=== DOCUMENT TEXT ===
_ _ _ _ _ _ _

The measurements will include: atmospheric particulate; selected gases (ozone, NOx) involved in the aerosol processes; monitoring of cosmic-rays (neutrons, muons), as potential agents for in-situ nucleation. Instrumentation will be installed in the St. Concordia Atmospheric Studies shelter. Daily snow samples will be collected in the close “clean area”. Direct measurements (few min. resol.) and samplings (24 h to 15 days resol.) include: aerosol size distribution (DMPS + OPC); PM10 for ion and metals; PM10 for PIXE elemental analysis; PM10 for EC/OC fractions; PM10 for geochemical characterization of dust particles; 4-stage sampling for size-segregated ions and metals; 5-stage high-volume sampling for selected organic compounds (WSOC, amino acids, methoxyphenols, sugars, anhydro-sugars) and halogens (I and Br); ozone, VOC and NOx measurements; neutrons and muons counting. Contemporaneously with atmospheric activity, the snow surfaces will be collected, in order to study the relationships of selected chemical species at the air/snow interface.

The dynamics of sea ice will be also studied by the seasonal trends of Br, I and MSA in order to evaluate the role of sea ice in promoting phytoplanktonic bloom.

The identification of dust potential source areas (PSA) will be performed by a PM10 geochemical characterization (REEs and Pb, Sr and Nd isotopic ratios).

The role of photochemistry will be studied by comparing solar irradiance (BSRN DC Observatory) with the aerosol concentrations of nss-SO42-, MSA, nitrate, organic compounds and halogens. Tropospheric ozone will be continuously monitored in order to evaluate the oxidizing capacity of DC atmosphere.

Snow source of gaseous N-compounds will be investigated by comparing NO3 and NO2 concentrations in the aerosol and in the snow with gaseous NOx and HNO2 measured at two heights over the snow surface.

_ _ _ _ _ _ _

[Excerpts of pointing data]
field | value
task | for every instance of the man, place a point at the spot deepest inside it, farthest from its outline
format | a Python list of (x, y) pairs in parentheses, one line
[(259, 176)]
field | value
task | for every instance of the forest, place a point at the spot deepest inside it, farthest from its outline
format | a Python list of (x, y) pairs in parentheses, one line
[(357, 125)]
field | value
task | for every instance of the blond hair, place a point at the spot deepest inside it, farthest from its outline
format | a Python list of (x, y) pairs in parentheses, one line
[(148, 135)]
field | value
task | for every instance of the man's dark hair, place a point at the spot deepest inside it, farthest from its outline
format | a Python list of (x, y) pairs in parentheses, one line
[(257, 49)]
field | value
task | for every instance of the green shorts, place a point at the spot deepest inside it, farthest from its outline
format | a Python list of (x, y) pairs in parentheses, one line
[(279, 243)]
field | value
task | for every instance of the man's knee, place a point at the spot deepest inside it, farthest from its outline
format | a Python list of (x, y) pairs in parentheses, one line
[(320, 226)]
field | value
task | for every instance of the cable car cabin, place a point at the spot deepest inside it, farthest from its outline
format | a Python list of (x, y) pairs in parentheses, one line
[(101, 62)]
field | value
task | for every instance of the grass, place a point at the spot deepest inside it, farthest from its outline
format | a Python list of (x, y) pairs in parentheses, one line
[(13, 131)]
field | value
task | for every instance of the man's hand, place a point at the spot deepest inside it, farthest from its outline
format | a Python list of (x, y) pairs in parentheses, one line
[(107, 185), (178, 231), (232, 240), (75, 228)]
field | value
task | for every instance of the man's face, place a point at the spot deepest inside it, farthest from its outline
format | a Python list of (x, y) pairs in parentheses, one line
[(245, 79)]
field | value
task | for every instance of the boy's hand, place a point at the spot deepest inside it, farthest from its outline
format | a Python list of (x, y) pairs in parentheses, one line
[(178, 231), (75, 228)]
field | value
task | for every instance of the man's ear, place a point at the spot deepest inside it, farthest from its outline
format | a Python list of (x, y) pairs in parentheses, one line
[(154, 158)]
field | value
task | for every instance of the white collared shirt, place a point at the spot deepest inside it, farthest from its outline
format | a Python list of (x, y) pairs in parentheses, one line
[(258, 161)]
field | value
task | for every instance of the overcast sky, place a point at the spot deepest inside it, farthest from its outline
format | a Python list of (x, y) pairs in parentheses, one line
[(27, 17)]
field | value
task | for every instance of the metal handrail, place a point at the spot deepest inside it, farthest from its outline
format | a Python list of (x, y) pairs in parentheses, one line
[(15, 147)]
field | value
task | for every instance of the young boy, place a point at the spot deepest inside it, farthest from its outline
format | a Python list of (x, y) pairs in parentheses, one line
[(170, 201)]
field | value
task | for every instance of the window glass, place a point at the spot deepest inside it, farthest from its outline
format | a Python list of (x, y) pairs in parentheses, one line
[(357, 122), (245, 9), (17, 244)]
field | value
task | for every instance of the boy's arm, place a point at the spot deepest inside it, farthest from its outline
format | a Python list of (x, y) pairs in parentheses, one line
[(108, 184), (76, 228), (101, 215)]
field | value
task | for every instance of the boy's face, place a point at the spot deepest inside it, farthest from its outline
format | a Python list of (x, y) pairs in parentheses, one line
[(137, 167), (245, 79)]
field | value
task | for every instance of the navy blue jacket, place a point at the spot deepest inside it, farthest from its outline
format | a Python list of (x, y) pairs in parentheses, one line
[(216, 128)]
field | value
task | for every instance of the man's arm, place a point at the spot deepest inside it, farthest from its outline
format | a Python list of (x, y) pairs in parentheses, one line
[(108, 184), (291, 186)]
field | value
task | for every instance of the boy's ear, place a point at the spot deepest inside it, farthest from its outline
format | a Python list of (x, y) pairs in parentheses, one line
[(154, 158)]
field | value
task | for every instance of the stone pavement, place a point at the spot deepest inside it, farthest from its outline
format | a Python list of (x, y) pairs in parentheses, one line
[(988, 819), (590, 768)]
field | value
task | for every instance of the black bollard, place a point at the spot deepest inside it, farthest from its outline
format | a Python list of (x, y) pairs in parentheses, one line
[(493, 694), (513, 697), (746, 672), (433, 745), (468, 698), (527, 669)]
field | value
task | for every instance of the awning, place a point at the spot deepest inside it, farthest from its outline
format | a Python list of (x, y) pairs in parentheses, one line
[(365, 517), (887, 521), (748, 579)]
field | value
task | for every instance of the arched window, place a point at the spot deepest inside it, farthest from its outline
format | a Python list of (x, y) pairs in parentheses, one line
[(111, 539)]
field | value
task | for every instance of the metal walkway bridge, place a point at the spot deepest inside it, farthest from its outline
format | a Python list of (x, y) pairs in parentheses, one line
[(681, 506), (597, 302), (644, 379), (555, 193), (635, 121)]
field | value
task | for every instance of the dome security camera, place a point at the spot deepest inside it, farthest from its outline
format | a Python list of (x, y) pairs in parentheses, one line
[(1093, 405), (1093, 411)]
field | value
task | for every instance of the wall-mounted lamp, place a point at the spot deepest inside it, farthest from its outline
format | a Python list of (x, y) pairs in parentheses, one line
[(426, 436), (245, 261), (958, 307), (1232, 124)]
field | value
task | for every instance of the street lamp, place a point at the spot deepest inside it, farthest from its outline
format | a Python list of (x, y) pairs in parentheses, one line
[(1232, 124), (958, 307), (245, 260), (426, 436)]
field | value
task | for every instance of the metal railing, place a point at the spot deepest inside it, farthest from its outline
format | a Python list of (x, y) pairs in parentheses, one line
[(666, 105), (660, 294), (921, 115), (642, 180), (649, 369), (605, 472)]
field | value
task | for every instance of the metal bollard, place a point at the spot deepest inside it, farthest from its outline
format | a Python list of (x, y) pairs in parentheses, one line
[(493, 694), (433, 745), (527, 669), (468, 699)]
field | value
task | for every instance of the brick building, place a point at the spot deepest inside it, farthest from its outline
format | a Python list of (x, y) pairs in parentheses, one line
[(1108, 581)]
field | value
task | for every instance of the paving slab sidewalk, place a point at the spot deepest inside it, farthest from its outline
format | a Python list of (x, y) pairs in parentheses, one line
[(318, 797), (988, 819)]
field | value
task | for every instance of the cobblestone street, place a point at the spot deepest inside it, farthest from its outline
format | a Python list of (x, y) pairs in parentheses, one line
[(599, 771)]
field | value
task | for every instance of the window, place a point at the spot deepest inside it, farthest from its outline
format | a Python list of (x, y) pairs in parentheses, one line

_ _ _ _ _ _ _

=== WHAT TO DO ===
1: In the atmospheric measurements text, where will the instrumentation be installed?
2: Reproduce the atmospheric measurements text from "The dynamics of" up to and including "of DC atmosphere.".

=== THE RESPONSES ===
1: In the St. Concordia Atmospheric Studies shelter.

2:
The dynamics of sea ice will be also studied by the seasonal trends of Br, I and MSA in order to evaluate the role of sea ice in promoting phytoplanktonic bloom.

The identification of dust potential source areas (PSA) will be performed by a PM10 geochemical characterization (REEs and Pb, Sr and Nd isotopic ratios).

The role of photochemistry will be studied by comparing solar irradiance (BSRN DC Observatory) with the aerosol concentrations of nss-SO42-, MSA, nitrate, organic compounds and halogens. Tropospheric ozone will be continuously monitored in order to evaluate the oxidizing capacity of DC atmosphere.